How to complete this task ▸ The required output is the exact run of lines below that opens at the line with "x=590, y=213" and closes at the line with "x=290, y=21".

Records for processing ▸
▼

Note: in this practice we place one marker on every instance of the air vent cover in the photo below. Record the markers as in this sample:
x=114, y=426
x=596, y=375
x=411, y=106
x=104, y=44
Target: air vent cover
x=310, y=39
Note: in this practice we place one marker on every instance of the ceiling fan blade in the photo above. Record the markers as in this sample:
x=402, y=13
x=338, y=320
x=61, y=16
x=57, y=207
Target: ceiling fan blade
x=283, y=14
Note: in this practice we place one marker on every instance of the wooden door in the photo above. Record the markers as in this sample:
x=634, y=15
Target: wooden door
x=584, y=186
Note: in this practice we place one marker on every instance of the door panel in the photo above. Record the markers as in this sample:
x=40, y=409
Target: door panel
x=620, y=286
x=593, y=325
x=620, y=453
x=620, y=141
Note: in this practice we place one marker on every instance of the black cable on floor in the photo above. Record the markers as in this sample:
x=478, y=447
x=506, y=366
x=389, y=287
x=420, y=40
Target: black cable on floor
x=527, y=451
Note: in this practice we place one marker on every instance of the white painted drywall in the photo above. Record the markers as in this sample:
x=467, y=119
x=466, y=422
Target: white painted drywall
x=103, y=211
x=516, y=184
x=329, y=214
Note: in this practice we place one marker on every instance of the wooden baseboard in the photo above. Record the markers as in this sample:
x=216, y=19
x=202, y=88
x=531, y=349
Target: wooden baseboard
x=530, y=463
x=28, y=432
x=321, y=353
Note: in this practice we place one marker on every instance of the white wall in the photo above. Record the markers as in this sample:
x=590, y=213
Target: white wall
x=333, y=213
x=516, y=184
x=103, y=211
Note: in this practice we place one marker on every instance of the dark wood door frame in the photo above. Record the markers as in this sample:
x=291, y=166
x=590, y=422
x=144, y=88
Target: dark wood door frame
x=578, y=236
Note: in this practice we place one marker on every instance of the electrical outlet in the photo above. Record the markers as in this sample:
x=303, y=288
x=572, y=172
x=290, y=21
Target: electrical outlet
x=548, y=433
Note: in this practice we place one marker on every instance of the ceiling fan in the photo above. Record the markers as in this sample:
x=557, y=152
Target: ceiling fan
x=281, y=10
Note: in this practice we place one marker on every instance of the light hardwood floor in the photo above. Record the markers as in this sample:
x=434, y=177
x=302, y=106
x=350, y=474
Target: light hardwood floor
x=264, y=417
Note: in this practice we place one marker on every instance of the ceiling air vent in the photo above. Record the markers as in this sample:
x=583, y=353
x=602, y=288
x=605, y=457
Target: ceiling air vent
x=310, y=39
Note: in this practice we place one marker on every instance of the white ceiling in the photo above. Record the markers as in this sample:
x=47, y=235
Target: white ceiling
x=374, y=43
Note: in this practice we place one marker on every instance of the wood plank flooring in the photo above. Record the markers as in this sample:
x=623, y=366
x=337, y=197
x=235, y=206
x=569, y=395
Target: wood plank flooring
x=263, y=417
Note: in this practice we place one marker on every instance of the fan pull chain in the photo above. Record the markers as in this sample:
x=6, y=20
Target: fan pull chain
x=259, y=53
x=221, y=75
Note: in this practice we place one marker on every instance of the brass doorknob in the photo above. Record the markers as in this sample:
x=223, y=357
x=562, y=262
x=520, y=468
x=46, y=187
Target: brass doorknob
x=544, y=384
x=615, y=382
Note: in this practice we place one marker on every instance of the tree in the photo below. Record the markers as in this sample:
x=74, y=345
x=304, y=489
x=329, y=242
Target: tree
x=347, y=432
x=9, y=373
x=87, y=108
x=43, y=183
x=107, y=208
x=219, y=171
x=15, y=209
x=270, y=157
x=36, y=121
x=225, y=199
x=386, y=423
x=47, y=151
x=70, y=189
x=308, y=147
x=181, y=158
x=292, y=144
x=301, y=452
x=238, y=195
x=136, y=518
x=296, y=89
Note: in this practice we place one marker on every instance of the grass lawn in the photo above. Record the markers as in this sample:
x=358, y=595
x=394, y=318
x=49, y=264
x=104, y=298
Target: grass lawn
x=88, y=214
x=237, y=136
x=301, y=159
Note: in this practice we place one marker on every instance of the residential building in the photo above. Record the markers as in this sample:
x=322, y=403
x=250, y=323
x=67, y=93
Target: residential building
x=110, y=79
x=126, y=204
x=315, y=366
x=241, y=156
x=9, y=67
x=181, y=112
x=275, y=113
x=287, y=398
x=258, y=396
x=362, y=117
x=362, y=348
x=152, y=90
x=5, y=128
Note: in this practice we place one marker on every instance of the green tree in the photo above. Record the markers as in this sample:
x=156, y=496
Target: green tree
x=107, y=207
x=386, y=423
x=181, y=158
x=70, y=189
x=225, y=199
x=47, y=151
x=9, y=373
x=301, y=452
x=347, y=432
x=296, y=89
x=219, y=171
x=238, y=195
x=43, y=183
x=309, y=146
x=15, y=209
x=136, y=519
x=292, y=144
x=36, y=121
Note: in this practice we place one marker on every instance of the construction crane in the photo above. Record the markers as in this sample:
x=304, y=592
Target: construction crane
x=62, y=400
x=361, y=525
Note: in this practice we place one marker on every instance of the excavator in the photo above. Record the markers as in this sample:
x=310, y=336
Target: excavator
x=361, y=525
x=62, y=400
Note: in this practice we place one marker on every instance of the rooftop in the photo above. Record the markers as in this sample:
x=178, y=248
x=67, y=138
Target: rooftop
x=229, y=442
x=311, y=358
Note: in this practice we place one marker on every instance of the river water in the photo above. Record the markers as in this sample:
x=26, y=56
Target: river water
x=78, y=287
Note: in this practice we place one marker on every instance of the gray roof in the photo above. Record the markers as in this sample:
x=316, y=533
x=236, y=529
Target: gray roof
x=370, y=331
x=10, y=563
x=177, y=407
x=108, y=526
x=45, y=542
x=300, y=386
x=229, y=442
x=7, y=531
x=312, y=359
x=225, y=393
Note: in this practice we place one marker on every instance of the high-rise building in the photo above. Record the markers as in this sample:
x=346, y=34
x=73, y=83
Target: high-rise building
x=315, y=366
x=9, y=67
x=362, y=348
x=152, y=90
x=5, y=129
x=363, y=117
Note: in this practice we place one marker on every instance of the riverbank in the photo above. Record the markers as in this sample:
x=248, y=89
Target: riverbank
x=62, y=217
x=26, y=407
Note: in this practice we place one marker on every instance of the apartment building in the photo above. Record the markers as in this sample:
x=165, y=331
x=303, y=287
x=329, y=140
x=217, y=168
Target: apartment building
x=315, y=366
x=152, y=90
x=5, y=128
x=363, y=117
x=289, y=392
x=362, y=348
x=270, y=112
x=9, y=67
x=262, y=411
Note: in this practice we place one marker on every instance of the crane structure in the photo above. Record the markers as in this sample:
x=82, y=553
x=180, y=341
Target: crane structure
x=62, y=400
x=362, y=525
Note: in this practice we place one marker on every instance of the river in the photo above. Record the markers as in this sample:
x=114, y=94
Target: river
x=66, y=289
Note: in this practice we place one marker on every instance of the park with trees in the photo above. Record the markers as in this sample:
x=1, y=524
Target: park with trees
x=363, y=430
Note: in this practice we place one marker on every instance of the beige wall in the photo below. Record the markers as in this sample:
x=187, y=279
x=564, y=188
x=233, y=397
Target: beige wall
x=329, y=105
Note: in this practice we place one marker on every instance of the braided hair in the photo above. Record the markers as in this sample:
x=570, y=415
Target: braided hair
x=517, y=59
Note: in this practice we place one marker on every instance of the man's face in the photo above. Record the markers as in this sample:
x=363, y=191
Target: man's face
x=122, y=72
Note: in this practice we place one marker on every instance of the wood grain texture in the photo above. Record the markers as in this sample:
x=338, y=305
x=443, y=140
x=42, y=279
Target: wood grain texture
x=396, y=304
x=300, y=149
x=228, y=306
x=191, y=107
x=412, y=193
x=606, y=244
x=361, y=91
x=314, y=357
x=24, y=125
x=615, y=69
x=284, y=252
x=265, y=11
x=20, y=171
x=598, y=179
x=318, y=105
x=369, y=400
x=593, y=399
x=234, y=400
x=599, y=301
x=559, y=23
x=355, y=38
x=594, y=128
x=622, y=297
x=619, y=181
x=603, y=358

▲

Reply ▸
x=590, y=213
Target: white wall
x=333, y=213
x=516, y=184
x=103, y=211
Note: in this practice we place one marker on every instance of the dark wood door frame in the photo above. Record the markers as in this sample:
x=291, y=166
x=590, y=422
x=144, y=88
Target: dark wood door frame
x=578, y=236
Note: in this practice we place one marker on every instance of the electrical outlet in the photo above. Record the markers as in this sample:
x=303, y=288
x=572, y=172
x=290, y=21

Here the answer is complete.